Tarefas a cumprir:
[1] Explique em uma a três frases por que, segundo o texto sobre o terremoto mais profundo do Japão, esse abalo, se confirmado, contraria a teoria consagrada dos geólogos.
[2] No texto sobre o terremoto ultraprofundo, qual foi a magnitude do primeiro abalo nas costas das ilhas Bonin?
[3] Escreva a continuação do texto sobre o terremoto mais profundo já detectado, partindo da última frase apresentada.

Texto para leitura:
= = = = =

Terremoto mais profundo já detectado ocorreu 751 km abaixo da superfície do Japão
Se confirmado, o abalo refuta a teoria consagrada de geólogos de que as rochas nas profundezas da Terra eram pastosas demais para rompimentos e tremores.
O terremoto, parte de uma série de réplicas profundas, atingiu centenas de quilômetros abaixo das Ilhas Bonin, no Japão, mostradas na imagem.
Em uma noite, há seis anos, centenas de quilômetros abaixo da terra, nosso planeta começou a tremer devido a diversos terremotos peculiares. A maioria dos tremores da Terra atinge algumas dezenas de quilômetros da superfície, porém esses terremotos ocorreram a profundidades onde as temperaturas e pressões são tão intensas que as rochas geralmente se deformam em vez de romper.
O primeiro abalo, de magnitude 7.9, atingiu as costas das remotas ilhas Bonin, no Japão, e foi registrado até 680 quilômetros abaixo do solo, tornando-se um dos terremotos mais profundos de sua dimensão. Então, outra peculiaridade ocorreu na sequência de réplicas que sucederam: um pequeno tremor que, se confirmado, será o terremoto mais profundo já detectado.
Estima-se que o terremoto ultraprofundo, descrito recentemente no periódico Geophysical Research Letters, ocorreu a cerca de 751 quilômetros abaixo da superfície: na camada de nosso planeta denominada manto inferior, onde os cientistas há muito consideravam ser improvável, senão impossível, o surgimento de terremotos. Embora tenha havido indícios de terremotos no manto inferior anteriormente, os pesquisadores não conseguiram localizá-los dentro dessa camada da Terra.

= = = = =

Entradas de dados guardadas:
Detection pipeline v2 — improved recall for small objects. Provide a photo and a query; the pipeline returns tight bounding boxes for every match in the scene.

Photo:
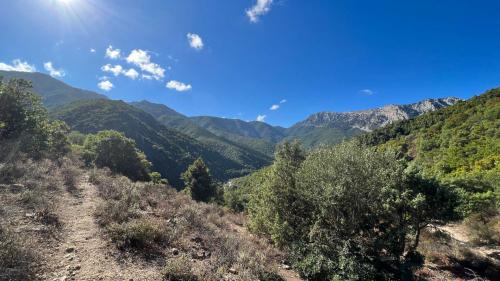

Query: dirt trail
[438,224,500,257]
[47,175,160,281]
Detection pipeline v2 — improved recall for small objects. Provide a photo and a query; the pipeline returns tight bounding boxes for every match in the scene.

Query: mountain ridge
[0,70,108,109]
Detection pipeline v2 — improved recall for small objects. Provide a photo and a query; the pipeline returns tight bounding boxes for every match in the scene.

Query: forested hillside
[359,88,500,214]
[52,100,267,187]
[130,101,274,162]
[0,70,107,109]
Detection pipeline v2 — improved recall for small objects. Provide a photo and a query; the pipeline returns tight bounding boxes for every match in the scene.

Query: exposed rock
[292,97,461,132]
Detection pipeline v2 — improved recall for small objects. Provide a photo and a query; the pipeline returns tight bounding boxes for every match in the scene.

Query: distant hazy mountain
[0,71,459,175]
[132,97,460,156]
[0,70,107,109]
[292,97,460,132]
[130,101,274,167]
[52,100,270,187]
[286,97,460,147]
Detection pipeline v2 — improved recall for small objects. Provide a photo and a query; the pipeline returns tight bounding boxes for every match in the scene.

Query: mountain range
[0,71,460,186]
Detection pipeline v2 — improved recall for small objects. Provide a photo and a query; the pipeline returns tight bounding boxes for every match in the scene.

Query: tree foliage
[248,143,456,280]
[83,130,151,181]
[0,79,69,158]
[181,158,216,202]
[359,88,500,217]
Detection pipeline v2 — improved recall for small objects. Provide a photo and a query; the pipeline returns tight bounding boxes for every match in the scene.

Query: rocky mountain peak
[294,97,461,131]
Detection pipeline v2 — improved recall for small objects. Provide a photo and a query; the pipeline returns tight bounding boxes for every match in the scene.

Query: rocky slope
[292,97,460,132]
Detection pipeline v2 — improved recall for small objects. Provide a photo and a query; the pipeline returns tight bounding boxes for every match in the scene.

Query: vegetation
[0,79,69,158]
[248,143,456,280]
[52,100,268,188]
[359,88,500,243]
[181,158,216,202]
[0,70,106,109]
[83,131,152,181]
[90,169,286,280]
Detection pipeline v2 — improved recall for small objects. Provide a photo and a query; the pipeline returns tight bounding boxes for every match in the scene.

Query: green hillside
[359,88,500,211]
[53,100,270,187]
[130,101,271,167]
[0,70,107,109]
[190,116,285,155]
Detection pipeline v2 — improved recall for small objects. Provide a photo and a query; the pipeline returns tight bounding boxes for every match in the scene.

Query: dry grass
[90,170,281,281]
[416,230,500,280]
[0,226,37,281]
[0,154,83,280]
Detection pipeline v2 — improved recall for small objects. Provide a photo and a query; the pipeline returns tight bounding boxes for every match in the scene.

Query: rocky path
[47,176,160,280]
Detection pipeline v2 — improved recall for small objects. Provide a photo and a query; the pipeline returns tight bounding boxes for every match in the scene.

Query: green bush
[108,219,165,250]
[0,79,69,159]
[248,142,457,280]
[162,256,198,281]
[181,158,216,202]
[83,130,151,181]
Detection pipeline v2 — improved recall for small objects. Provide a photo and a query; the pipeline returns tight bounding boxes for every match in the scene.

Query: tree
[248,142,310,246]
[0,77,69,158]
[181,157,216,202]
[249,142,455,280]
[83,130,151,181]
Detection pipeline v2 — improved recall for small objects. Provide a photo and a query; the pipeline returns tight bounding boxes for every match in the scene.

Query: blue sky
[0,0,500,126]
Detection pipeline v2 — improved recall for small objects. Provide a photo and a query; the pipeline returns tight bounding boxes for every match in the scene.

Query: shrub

= = = = =

Respostas das tarefas:
[1] Os geólogos sustentavam que as rochas nas profundezas da Terra eram pastosas demais para se romper e gerar tremores. Nessas profundidades, temperaturas e pressões são tão intensas que as rochas geralmente se deformam em vez de romper. Mesmo assim, o abalo teria ocorrido a cerca de 751 quilômetros abaixo da superfície, no manto inferior.

[2] Magnitude 7.9.

[3]
“Essa é de longe a melhor evidência de um terremoto no manto inferior”, afirma Douglas Wiens, sismólogo especializado em terremotos profundos da Universidade de Washington em St. Louis, que não integrou a equipe do estudo.
Alguns cientistas advertem que mais pesquisas são necessárias para confirmar a existência do terremoto e se realmente atingiu o manto inferior. Embora a fronteira do manto inferior esteja situada a uma profundidade média de 660 quilômetros, ela pode variar ao redor do globo. Sob a superfície do Japão, acredita-se que o manto inferior comece a cerca de 700 quilômetros de profundidade. A equipe detectou diversas réplicas a essa profundidade média — mas um terremoto em especial foi além.
Embora terremotos profundos não causem o mesmo tipo de devastação que seus congêneres superficiais, estudar esses fenômenos pode contribuir para que cientistas decifrem as formas enigmáticas pelas quais nosso planeta se movimenta sob nossos pés. Os abalos sísmicos estão entre as raras oportunidades para entender o funcionamento interno de nosso planeta — e cada acontecimento inesperado, como um terremoto no manto inferior, pode oferecer novos vislumbres do subterrâneo.
Esses terremotos excepcionais no manto inferior podem ocorrer sob determinadas condições, explica Heidi Houston, geofísica e especialista em terremotos profundos da Universidade do Sul da Califórnia, que não integrou a equipe do estudo. “Não se pode descartar sua ocorrência”, observa ela. “Esse é um dos aspectos que torna seu estudo interessante, animador e importante.”
Abalos das profundezas
O tremor de magnitude 7.9 já seria raro por si só. A grande profundidade e extensão desse terremoto sacudiram a Terra de alto a baixo. Populações em todas as 47 prefeituras do Japão relataram ter sentido o terremoto, o que nunca ocorreu em mais de 130 anos de registros.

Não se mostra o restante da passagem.